:: Material provided
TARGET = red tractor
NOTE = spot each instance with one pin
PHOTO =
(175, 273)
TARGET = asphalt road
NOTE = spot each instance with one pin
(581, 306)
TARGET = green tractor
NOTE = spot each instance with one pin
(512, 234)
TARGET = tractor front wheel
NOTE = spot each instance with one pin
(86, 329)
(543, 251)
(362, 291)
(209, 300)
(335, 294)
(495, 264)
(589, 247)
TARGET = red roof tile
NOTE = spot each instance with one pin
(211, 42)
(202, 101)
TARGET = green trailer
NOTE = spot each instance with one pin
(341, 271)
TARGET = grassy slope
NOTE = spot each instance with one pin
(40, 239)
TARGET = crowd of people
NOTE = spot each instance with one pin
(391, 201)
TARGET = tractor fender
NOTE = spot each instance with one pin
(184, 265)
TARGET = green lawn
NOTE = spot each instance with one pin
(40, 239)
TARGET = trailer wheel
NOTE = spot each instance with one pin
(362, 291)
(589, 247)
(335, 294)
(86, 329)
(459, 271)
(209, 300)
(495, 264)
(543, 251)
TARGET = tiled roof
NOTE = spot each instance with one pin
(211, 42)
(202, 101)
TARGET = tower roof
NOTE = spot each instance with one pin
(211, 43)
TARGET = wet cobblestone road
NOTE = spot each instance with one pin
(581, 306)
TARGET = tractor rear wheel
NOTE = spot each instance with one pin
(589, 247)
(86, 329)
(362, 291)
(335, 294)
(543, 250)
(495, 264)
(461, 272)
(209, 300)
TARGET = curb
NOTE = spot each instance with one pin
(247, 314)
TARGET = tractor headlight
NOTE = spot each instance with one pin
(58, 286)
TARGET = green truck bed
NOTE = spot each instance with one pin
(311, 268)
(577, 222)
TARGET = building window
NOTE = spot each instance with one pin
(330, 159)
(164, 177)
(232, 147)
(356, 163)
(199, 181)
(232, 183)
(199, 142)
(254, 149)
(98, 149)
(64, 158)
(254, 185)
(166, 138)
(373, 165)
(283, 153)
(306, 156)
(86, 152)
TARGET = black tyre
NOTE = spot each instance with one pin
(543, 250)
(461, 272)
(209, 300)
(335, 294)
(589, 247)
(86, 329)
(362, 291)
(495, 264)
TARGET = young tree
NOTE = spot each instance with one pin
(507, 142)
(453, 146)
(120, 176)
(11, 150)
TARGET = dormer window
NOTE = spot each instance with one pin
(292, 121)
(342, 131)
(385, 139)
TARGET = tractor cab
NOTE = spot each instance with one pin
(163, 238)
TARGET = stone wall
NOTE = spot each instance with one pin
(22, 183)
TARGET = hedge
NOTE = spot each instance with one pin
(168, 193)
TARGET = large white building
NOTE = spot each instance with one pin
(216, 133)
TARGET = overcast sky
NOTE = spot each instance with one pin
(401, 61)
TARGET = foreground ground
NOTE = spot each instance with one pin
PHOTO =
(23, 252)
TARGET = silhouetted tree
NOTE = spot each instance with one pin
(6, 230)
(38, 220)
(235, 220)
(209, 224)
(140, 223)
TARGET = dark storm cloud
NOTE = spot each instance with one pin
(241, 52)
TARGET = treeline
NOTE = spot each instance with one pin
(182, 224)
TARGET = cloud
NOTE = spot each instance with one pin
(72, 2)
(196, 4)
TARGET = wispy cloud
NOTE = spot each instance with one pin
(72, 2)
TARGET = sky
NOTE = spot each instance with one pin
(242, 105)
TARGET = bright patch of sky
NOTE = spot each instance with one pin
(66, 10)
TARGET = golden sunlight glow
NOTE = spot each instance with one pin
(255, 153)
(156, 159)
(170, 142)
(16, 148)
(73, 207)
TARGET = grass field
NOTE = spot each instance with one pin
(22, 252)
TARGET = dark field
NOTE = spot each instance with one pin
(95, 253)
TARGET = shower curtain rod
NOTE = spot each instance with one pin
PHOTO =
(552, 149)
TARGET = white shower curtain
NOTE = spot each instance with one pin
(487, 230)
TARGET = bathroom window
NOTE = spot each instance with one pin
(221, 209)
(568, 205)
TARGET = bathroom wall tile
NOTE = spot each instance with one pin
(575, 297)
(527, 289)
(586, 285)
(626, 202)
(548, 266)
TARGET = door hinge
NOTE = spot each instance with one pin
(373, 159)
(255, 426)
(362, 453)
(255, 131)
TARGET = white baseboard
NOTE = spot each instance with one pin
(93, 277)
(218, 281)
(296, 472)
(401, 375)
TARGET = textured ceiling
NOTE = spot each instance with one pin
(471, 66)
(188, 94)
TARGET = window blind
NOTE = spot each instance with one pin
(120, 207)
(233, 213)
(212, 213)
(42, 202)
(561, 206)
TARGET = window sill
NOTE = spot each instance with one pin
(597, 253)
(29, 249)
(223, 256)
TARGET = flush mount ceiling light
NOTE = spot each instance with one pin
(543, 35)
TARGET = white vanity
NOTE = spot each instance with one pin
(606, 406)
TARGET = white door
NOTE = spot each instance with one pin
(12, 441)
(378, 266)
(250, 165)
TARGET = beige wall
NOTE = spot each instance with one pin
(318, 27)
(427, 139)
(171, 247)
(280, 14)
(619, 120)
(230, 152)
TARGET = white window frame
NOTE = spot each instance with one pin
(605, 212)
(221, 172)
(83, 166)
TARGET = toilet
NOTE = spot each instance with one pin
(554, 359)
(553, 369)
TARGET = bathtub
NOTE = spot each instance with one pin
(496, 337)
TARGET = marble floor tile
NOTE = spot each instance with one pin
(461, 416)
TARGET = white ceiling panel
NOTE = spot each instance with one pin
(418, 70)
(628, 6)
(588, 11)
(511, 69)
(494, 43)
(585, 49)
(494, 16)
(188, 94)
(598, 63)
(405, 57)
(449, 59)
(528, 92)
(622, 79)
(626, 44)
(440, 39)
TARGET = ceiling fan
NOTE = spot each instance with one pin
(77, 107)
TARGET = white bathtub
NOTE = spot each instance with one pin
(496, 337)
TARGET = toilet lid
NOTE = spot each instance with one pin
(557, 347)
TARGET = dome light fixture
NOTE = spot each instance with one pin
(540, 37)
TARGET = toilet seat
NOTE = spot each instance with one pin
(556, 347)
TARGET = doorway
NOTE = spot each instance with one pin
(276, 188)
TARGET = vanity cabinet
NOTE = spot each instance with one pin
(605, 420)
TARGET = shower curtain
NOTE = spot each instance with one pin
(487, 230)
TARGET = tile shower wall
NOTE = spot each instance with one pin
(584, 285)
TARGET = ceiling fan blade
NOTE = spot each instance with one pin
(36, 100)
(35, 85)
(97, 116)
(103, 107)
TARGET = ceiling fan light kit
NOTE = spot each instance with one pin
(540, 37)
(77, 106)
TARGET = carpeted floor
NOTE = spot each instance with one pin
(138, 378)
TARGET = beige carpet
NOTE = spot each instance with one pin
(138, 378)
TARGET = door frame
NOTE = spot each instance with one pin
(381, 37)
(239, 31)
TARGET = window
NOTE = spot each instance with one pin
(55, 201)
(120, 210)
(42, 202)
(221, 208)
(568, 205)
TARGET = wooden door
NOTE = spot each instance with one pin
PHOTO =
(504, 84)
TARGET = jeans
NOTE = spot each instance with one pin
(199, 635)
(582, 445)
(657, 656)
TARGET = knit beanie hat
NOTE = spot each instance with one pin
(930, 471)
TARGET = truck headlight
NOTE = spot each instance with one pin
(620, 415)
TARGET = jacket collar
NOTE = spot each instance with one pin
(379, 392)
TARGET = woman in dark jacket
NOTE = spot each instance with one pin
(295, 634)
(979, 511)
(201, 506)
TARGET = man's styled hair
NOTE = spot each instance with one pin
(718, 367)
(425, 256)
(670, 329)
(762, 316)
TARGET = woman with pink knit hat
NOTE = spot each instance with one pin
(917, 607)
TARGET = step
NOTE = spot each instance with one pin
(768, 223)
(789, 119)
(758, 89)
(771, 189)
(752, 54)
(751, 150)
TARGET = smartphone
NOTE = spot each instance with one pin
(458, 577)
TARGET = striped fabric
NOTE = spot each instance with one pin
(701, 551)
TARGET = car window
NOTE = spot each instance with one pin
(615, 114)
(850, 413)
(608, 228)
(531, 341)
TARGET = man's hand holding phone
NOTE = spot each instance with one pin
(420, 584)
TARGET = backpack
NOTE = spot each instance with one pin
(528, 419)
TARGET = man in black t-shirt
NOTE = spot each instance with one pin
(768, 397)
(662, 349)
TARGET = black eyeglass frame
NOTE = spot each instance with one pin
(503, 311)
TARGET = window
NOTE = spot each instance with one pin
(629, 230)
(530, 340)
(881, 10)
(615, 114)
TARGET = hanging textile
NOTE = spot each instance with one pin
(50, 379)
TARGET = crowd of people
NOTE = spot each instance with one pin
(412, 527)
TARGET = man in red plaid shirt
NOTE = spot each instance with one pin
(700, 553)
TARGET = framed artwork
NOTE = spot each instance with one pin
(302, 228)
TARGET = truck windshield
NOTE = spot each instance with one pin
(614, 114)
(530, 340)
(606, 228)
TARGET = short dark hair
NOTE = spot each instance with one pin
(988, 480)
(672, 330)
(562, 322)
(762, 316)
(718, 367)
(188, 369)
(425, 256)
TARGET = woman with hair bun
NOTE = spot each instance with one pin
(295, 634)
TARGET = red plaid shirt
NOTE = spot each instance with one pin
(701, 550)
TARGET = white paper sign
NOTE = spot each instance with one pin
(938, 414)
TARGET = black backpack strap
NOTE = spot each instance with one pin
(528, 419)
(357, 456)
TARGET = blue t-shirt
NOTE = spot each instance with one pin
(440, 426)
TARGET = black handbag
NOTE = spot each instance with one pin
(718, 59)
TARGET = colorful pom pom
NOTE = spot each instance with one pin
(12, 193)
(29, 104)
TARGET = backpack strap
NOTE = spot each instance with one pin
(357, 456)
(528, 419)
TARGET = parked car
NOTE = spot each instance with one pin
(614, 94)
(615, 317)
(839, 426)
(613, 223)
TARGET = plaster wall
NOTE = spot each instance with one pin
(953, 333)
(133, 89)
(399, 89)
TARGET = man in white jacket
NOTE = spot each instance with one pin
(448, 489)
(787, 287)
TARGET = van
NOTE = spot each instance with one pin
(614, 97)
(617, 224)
::::
- **Work instruction**
Every line of the listing that includes the word "window" forms the answer.

- **Output for this task**
TARGET = building window
TARGET = dormer window
TARGET = bathroom window
TARGET = window blind
TARGET = window sill
TARGET = white window frame
TARGET = window
TARGET = car window
TARGET = window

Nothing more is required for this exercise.